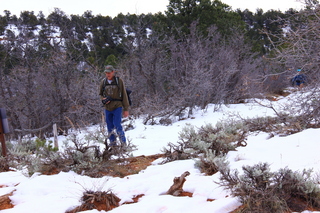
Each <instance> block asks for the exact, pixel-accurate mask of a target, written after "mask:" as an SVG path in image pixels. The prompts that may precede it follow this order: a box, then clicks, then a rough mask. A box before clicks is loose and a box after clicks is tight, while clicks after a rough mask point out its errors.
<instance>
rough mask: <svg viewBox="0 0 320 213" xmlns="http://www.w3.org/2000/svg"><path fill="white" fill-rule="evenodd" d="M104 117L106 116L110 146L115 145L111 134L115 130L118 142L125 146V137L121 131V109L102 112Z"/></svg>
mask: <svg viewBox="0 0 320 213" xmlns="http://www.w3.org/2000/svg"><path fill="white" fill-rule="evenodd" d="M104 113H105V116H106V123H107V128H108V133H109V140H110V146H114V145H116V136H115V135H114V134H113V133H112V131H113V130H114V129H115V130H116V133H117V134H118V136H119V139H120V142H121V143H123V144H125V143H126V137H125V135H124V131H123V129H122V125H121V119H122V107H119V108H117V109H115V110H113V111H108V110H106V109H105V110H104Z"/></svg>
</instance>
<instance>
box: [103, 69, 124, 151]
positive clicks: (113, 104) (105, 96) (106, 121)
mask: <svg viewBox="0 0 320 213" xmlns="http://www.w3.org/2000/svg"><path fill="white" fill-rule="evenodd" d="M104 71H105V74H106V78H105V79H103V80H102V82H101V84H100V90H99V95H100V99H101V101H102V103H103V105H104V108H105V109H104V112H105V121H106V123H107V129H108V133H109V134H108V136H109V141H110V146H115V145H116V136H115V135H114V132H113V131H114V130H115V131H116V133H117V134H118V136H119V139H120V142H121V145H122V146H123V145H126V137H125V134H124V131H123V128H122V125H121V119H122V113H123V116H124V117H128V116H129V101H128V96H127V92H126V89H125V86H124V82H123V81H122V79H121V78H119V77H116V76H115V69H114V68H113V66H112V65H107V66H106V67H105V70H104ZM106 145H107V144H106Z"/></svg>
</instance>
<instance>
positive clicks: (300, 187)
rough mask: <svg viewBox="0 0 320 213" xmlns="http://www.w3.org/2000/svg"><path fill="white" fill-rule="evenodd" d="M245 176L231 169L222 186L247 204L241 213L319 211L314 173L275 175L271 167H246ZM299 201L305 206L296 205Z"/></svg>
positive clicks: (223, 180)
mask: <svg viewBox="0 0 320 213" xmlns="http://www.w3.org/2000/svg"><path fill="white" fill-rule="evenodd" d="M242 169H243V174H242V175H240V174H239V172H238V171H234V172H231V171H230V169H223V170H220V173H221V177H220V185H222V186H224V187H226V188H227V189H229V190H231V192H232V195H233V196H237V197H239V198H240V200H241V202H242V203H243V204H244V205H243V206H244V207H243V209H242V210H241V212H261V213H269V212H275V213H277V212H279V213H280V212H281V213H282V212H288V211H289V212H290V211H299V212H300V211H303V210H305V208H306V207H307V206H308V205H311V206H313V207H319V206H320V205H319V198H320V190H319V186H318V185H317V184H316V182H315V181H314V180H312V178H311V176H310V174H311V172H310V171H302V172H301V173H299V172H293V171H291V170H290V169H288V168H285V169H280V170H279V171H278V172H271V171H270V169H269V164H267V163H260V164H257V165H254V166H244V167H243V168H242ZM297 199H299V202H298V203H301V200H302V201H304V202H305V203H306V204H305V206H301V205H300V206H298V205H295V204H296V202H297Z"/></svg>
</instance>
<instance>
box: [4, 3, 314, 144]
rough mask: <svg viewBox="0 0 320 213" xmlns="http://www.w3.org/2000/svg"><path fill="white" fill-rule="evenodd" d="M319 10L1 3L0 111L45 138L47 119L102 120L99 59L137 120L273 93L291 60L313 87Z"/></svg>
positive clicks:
+===+
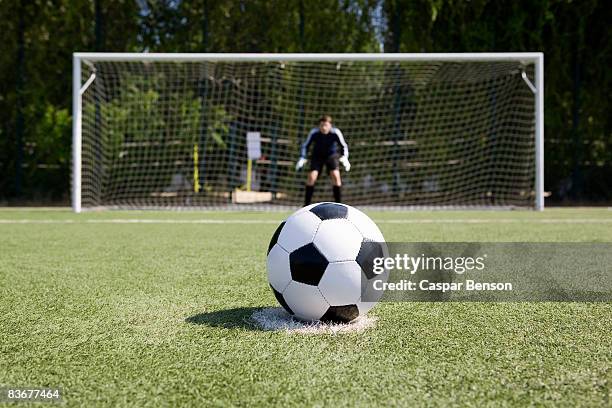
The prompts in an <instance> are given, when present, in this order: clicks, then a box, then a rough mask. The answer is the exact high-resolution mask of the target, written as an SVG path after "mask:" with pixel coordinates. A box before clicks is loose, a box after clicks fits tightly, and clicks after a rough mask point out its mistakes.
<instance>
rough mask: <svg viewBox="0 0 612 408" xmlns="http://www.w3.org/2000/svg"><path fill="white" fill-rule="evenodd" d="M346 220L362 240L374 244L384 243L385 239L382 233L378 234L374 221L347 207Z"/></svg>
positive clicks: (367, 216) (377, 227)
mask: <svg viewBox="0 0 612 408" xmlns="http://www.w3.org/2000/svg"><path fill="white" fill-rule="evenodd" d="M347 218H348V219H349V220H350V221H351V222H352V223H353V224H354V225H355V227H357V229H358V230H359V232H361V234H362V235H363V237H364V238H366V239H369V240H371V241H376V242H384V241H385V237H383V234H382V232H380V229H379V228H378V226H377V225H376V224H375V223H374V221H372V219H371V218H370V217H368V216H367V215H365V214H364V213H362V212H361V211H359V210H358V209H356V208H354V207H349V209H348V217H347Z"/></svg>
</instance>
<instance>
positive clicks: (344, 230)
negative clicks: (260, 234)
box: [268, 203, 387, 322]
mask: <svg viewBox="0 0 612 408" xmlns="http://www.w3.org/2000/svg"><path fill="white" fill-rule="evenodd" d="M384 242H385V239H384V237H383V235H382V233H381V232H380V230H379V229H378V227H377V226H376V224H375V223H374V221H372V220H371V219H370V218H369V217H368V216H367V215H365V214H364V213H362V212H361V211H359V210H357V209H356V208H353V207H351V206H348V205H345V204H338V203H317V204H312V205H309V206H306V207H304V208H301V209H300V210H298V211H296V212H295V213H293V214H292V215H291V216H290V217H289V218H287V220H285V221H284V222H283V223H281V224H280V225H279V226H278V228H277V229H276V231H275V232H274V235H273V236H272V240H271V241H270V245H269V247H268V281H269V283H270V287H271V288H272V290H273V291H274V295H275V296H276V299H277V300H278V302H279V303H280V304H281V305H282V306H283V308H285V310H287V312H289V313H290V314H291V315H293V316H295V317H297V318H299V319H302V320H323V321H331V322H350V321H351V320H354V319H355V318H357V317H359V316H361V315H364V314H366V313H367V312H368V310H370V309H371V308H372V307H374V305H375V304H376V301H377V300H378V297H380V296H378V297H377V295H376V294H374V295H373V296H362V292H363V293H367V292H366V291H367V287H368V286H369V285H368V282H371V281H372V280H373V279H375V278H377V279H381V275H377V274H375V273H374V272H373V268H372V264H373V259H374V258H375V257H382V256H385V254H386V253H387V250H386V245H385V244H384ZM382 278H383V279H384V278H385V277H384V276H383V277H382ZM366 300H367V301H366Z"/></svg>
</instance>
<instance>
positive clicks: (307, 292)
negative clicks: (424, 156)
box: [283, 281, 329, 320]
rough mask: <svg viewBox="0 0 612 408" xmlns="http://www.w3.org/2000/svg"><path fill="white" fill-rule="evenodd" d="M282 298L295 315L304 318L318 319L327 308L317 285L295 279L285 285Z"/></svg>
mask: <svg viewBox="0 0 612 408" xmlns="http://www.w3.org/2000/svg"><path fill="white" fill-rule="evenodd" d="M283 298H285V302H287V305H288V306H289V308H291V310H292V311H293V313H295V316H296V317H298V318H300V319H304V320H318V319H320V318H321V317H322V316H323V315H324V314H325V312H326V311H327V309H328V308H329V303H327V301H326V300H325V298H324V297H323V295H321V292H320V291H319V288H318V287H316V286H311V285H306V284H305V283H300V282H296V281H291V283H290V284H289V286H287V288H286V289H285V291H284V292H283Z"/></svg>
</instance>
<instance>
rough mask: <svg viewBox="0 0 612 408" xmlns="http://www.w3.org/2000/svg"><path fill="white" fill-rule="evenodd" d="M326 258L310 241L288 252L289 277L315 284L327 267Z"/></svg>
+===+
## Task item:
The response must hold only the lines above from the line with "positive clicks: (307, 292)" through the line with "box: [283, 281, 329, 320]", each copied exactly, both ends kept.

## Response to the task:
positive clicks: (307, 292)
negative clicks: (424, 156)
box: [283, 281, 329, 320]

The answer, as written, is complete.